Objective
Starting with the line that contains "of the metal", reproduce each line through the end of the listing below, with no other output.

Data to use
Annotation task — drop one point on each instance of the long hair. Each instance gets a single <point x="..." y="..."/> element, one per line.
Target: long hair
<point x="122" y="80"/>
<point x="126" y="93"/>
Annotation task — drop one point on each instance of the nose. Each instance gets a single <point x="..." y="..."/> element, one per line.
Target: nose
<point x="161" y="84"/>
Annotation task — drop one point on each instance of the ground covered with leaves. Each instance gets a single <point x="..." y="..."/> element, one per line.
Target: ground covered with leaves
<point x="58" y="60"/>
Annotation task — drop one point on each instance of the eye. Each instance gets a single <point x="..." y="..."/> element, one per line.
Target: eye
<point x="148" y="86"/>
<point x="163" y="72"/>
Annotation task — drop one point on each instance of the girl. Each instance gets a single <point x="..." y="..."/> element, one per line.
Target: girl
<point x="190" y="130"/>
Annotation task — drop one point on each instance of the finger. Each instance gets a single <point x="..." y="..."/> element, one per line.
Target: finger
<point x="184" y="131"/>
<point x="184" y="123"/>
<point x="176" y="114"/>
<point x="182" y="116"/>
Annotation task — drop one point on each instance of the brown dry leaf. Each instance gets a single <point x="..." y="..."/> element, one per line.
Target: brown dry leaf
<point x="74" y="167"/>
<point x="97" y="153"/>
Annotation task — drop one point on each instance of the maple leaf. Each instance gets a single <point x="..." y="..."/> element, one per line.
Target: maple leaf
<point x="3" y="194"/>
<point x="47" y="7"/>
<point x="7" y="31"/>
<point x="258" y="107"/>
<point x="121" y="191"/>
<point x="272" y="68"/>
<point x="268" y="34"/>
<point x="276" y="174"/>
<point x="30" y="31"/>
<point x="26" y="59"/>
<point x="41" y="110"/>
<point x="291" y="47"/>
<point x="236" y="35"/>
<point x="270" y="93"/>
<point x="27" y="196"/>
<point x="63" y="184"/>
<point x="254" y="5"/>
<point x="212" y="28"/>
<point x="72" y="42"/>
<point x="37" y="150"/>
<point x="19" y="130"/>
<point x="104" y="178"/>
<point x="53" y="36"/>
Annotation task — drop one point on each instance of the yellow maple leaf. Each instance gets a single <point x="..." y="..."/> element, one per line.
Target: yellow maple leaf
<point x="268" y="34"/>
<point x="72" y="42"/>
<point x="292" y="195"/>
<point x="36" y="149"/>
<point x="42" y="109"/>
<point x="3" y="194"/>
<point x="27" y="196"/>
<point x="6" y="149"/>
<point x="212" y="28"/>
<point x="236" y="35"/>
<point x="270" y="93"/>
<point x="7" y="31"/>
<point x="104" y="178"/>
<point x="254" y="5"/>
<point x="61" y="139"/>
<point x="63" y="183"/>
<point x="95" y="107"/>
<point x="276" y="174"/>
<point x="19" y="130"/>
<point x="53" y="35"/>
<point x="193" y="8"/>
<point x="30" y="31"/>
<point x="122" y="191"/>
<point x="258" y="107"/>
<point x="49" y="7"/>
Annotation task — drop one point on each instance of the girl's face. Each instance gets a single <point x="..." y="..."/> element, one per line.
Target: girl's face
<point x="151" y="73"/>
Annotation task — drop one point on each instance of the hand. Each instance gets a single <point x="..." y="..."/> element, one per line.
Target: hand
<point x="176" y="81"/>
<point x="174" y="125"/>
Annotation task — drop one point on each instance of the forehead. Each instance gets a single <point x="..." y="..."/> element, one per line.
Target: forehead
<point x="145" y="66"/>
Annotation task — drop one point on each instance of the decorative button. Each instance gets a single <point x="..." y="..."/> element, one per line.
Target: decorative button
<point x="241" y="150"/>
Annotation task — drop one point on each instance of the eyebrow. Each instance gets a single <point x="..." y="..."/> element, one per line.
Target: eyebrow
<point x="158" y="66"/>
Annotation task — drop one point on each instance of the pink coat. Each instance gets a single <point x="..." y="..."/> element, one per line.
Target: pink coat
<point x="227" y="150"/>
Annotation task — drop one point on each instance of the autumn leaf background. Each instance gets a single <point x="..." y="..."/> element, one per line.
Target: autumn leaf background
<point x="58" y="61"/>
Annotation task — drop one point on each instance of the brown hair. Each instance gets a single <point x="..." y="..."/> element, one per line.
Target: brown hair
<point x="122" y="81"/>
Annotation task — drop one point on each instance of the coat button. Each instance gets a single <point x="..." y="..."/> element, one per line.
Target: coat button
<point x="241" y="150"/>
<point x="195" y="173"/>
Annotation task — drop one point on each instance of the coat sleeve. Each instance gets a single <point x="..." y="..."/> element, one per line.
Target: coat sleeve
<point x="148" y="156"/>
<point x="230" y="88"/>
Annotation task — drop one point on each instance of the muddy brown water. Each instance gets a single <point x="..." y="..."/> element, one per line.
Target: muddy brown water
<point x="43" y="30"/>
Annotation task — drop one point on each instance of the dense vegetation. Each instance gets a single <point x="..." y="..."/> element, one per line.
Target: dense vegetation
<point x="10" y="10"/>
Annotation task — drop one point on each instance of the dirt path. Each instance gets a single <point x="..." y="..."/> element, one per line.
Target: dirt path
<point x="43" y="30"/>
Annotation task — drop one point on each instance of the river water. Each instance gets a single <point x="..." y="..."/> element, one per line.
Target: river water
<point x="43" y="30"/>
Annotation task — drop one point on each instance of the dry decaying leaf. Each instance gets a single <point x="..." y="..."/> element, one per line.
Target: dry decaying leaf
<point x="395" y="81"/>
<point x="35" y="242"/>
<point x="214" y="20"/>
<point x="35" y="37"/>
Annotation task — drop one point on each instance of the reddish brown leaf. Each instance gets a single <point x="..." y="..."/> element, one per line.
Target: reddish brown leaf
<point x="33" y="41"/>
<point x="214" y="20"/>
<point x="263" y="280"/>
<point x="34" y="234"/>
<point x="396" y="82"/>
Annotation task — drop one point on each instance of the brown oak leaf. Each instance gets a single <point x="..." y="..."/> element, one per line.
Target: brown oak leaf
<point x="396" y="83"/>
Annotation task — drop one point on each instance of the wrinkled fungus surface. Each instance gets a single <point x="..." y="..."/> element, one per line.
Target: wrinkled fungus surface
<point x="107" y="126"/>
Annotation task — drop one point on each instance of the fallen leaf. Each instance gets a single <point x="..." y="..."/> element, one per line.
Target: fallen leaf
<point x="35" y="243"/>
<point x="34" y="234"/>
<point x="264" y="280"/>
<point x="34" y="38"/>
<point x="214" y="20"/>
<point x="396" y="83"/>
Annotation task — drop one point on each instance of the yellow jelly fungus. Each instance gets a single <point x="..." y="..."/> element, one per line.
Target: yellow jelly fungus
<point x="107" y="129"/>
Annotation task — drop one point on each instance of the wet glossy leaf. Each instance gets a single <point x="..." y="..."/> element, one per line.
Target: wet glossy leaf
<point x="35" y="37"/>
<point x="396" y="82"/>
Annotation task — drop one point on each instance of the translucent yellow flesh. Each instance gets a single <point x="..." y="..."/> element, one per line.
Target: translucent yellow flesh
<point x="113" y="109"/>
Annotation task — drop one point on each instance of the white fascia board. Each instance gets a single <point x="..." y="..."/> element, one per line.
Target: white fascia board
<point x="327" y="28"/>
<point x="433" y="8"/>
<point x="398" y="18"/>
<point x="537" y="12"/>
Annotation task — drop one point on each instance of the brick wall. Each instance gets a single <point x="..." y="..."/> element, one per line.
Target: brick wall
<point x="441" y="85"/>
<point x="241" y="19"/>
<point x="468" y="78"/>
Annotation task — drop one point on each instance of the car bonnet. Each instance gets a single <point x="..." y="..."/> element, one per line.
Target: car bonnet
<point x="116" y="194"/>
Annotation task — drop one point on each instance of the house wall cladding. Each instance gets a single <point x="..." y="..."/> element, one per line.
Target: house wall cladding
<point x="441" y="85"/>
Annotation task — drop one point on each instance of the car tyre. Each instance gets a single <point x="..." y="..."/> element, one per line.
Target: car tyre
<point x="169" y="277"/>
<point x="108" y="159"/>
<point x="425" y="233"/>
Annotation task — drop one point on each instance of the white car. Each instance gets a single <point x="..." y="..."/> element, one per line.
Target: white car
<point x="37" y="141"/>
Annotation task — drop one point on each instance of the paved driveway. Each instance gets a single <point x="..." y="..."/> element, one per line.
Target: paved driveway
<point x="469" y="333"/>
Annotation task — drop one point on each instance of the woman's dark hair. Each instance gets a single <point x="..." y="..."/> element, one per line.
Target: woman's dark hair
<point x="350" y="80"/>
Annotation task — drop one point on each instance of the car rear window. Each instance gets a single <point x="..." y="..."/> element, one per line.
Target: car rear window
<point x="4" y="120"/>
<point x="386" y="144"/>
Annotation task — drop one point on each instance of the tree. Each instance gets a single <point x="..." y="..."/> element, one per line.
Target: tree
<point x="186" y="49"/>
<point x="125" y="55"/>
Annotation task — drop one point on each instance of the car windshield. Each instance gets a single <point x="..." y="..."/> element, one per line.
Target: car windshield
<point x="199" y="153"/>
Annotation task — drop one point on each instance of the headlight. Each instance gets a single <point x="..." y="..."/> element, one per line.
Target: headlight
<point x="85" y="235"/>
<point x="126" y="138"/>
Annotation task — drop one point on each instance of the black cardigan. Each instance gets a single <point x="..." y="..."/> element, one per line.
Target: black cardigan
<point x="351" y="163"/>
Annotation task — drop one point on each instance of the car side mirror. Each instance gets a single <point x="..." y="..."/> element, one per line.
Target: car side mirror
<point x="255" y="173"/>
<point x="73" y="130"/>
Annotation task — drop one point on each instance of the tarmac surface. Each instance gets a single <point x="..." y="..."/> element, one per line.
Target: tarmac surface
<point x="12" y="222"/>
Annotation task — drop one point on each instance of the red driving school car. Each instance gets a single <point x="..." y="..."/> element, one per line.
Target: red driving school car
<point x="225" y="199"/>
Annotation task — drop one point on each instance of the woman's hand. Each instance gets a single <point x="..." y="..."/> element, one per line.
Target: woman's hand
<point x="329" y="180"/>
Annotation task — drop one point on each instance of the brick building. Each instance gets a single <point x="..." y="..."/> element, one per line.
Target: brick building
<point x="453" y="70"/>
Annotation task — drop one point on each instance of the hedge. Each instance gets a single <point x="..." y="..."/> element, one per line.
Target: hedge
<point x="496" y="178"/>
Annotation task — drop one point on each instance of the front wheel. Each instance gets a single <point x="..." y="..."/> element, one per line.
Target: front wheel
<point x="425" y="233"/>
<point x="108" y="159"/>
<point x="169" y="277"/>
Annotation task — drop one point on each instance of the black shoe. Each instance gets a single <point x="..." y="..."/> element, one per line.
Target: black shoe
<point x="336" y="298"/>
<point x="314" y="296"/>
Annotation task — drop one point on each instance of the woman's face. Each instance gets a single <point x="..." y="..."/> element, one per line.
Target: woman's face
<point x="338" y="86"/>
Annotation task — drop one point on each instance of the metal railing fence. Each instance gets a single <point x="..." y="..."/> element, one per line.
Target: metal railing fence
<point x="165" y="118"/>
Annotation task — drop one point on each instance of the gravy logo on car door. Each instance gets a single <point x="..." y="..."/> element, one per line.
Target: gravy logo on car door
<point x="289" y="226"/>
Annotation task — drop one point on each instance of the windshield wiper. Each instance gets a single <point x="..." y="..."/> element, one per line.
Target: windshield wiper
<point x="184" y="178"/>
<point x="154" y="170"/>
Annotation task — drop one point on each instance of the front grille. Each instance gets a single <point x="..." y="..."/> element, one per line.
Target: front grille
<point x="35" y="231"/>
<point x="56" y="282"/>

Solution to this task
Annotation task — drop one point on each instance of the metal railing fence. Each instance gets a single <point x="..." y="..."/> element, one per line.
Target: metal railing fence
<point x="165" y="118"/>
Annotation task — drop one point on each instance of the gravy logo on car door. Each instance gets a single <point x="..." y="..."/> element, one per line.
Target: gravy logo on car door
<point x="289" y="226"/>
Annotation task — drop one point on each instance of the windshield wiper. Each instance gets a single <point x="..." y="..."/> element, one per line.
Target: windshield wiper
<point x="184" y="178"/>
<point x="154" y="170"/>
Annotation task — drop one point on each instance of the front grille. Each instance gets a single <point x="..." y="..."/> element, one per line.
Target: front grille
<point x="35" y="231"/>
<point x="56" y="282"/>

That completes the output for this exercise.